Babaev (2013) stated: "The truth here is that almost no attempts in fact have been made to verify Greenberg's Niger-Congo hypothesis. This might seem strange but the path laid by Joseph Greenberg to Proto-Niger-Congo was not followed by much research. Most scholars have focused on individual families or groups, and classifications as well as reconstructions were made on lower levels. Compared with the volume of literature on Atlantic or Mande languages, the list of papers considering the aspects of Niger-Congo reconstruction per se is quite scarce."

Dimmendaal and Storch (2016) has indicated that the continuing reassessment of Niger-Congo's "internal structure is due largely to the preliminary nature of Greenberg's classification, explicitly based as it was on a methodology that doesn't produce proofs for genetic affiliations between languages but rather aims at identifying "likely candidates."…The ongoing descriptive and documentary work on individual languages and their varieties, greatly expanding our knowledge on formerly little-known linguistic regions, is helping to identify clusters and units that allow for the application of the historical-comparative method. Only the reconstruction of lower-level units, instead of "big picture" contributions based on mass comparison, can help to verify (or disprove) our present concept of Niger-Congo as a genetic grouping consisting of Benue-Congo plus Volta-Niger, Kwa, Adamawa plus Gur, Kru, the so-called Kordofanian languages, and probably the language groups traditionally classified as Atlantic."

INFORMATION SUPPLIED
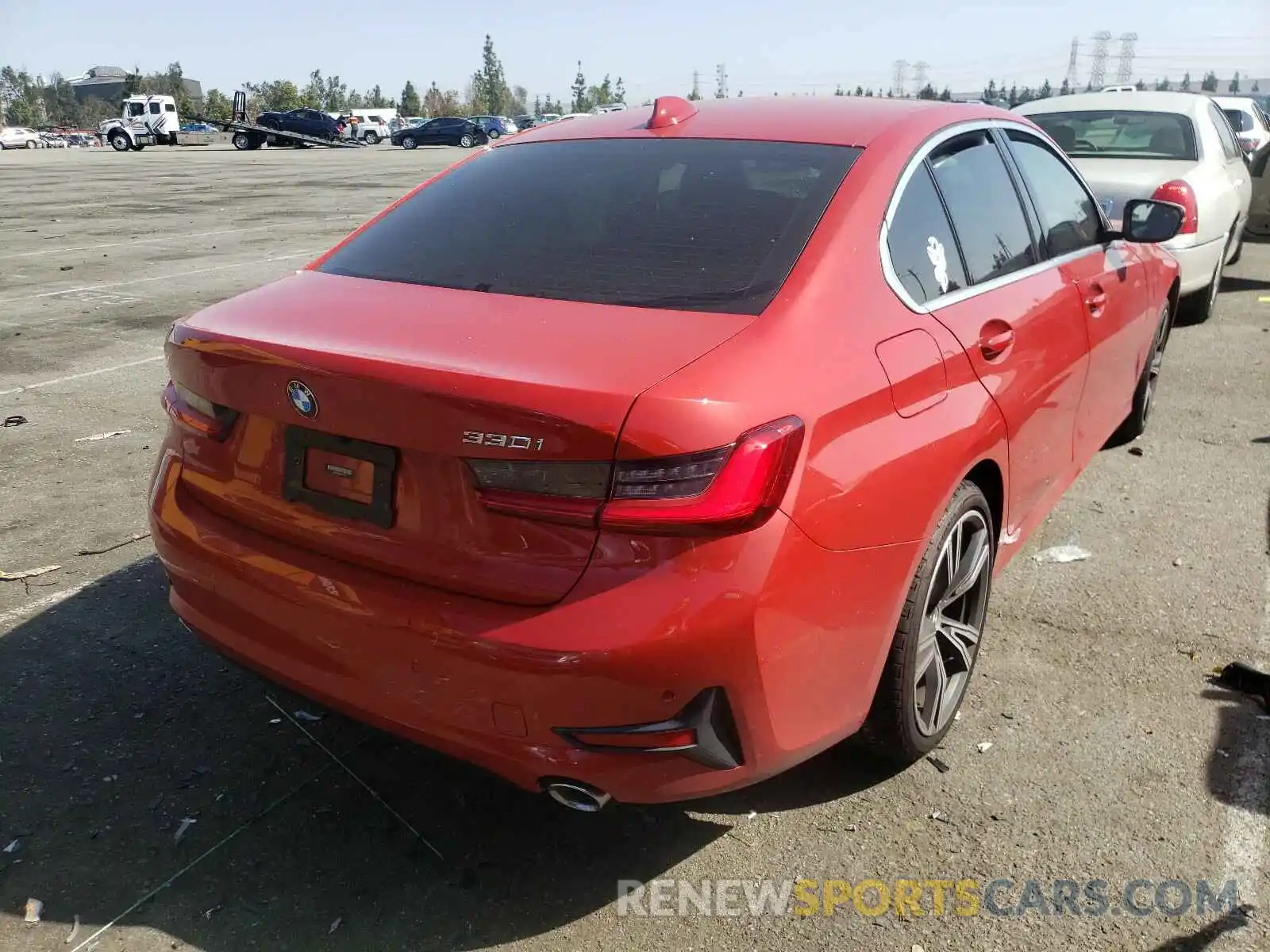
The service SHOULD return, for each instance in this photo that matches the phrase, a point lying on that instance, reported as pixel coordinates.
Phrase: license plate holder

PROBLEM REQUIREMENTS
In the Niger-Congo excerpt, what do Dimmendaal and Storch (2016) say is the only thing that can help verify or disprove the present concept of Niger-Congo as a genetic grouping?

TASK ANSWER
The reconstruction of lower-level units, instead of "big picture" contributions based on mass comparison.